# [Material to process]
::::

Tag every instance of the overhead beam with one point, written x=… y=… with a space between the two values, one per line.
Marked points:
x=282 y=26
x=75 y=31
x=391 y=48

::::

# [Aim of the exercise]
Copy the material above word for word, keeping every line in its original order.

# [Finished exercise]
Tag every instance of the overhead beam with one point, written x=… y=… with a space between the two values, one per line.
Marked points:
x=282 y=26
x=75 y=31
x=391 y=48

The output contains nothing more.